- _WHAT IS ASKED_: Please report each line in the data below that contains the word "deck", copying every such line in full.

- _MATERIAL PROVIDED_:

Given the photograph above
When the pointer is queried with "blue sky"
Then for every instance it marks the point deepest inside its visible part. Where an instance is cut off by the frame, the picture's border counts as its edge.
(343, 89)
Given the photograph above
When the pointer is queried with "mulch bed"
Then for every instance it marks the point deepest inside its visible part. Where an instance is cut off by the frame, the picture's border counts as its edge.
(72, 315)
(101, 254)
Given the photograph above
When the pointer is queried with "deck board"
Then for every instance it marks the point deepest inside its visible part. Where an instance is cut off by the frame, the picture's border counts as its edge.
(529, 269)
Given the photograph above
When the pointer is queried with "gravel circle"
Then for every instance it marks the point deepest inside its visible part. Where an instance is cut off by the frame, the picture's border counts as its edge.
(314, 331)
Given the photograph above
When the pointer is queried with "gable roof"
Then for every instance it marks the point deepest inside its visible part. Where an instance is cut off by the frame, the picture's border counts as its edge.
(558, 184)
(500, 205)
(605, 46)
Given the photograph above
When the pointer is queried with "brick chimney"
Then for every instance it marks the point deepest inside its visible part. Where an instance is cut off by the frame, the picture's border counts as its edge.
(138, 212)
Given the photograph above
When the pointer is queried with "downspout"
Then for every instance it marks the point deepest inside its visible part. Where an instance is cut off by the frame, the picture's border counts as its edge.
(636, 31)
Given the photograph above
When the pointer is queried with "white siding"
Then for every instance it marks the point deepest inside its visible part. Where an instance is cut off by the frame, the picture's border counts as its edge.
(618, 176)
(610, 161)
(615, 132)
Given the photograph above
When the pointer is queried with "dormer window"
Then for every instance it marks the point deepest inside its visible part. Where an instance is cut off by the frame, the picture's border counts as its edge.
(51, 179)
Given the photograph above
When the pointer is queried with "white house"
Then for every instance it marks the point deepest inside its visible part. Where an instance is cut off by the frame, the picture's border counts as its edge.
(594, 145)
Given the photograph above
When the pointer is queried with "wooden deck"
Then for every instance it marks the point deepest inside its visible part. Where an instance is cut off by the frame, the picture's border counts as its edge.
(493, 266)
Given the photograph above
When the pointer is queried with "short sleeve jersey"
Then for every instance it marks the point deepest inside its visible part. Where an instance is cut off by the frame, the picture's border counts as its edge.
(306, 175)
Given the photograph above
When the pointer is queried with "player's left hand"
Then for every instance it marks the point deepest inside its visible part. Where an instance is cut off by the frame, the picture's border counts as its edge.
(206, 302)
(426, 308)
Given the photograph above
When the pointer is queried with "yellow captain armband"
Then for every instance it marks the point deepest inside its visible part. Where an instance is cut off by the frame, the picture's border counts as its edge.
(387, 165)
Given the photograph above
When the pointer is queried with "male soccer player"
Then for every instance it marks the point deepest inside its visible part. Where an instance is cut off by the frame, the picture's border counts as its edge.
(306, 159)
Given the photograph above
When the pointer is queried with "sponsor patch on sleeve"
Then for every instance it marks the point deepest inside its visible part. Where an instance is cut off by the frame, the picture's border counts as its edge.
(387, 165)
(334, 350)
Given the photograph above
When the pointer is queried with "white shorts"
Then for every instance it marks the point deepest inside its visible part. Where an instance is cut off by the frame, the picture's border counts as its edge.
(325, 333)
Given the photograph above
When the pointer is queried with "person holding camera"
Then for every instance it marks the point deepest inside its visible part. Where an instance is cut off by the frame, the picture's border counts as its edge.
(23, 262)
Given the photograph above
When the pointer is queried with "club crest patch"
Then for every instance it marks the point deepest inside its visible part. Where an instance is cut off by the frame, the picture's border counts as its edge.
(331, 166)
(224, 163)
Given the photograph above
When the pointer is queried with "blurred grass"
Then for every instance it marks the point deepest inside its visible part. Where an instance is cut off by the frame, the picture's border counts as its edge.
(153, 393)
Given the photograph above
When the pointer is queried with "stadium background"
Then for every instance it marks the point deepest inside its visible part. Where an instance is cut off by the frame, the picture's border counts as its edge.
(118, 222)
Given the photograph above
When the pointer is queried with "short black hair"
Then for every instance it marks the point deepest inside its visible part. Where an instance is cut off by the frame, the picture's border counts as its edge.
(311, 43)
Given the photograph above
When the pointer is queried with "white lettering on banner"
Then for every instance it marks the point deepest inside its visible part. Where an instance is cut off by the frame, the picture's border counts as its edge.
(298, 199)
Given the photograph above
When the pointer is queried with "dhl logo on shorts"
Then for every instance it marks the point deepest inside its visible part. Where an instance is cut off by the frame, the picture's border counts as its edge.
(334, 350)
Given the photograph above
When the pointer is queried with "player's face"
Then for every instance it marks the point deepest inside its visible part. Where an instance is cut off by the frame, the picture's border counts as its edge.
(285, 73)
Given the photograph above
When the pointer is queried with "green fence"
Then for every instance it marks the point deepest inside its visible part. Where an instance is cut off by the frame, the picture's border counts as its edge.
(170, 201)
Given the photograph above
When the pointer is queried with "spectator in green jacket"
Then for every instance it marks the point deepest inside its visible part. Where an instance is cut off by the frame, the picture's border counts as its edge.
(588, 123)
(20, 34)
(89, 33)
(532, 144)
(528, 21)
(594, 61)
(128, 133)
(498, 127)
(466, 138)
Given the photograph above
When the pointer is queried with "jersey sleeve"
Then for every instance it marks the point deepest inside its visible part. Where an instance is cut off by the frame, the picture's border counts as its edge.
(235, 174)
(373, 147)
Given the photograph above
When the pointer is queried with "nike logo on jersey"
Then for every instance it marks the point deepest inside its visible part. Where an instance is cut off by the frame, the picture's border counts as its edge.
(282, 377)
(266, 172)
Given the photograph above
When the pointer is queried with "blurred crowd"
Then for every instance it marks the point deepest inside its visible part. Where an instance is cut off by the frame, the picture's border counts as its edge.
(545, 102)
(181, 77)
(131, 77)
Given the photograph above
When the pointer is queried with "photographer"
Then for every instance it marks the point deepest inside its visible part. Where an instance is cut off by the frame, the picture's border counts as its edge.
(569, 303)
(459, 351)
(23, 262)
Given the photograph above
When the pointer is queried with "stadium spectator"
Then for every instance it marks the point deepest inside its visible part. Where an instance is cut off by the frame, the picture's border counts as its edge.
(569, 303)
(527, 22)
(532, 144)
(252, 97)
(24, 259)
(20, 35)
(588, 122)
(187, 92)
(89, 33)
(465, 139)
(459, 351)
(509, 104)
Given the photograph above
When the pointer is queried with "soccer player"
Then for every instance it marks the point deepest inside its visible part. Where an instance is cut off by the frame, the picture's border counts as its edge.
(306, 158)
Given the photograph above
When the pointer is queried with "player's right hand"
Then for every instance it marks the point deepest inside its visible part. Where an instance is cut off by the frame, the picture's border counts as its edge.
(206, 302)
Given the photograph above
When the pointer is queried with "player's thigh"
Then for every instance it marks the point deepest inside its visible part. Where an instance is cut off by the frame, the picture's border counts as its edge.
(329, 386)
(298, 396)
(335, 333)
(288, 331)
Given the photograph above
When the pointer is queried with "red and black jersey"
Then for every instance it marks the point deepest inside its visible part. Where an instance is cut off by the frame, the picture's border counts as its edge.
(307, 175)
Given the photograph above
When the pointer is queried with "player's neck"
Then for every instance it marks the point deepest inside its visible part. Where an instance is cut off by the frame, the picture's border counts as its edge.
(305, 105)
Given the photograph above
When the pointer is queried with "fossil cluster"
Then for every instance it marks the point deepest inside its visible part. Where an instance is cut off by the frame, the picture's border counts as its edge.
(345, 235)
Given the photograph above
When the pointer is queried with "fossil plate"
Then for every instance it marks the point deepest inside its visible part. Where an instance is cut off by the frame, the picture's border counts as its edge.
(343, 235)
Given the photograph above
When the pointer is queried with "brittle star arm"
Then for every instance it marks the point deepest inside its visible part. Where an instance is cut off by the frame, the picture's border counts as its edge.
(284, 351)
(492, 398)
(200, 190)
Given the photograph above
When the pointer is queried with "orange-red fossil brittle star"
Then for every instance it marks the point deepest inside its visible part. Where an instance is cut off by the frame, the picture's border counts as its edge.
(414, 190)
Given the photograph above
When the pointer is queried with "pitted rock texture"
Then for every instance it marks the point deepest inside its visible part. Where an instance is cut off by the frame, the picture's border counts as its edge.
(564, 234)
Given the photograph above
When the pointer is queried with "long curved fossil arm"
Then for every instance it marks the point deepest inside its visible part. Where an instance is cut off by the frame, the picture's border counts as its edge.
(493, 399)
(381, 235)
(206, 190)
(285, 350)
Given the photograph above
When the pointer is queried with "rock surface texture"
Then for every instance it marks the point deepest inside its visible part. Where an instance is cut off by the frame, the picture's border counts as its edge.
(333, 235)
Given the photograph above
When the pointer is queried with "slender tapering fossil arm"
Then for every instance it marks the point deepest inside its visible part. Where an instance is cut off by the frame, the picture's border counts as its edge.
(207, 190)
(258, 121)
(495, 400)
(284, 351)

- _RIGHT ANSWER_:
When the pointer is queried with "deck board"
When the pointer is queried with "wooden deck"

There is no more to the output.